HOW TO COMPLETE THIS TASK: Look through the records, and whenever a line includes the word "hand", copy it.

RECORD SET:
§
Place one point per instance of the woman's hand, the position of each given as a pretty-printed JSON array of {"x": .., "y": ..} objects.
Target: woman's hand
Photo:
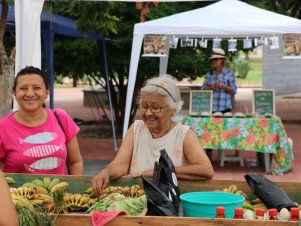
[{"x": 100, "y": 181}]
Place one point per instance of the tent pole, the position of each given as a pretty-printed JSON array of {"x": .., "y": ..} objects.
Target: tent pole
[
  {"x": 164, "y": 60},
  {"x": 135, "y": 55},
  {"x": 103, "y": 52},
  {"x": 48, "y": 37}
]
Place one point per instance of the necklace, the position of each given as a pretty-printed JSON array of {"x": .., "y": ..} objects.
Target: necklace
[{"x": 161, "y": 134}]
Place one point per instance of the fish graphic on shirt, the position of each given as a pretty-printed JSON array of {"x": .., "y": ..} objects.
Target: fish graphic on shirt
[
  {"x": 42, "y": 150},
  {"x": 46, "y": 164},
  {"x": 39, "y": 138}
]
§
RESULT FOR THIS EXERCISE:
Place one point per instance of the woman's hand, the position of each given as a pretty-printed JSON array of {"x": .., "y": ..} objects.
Target: woman's hand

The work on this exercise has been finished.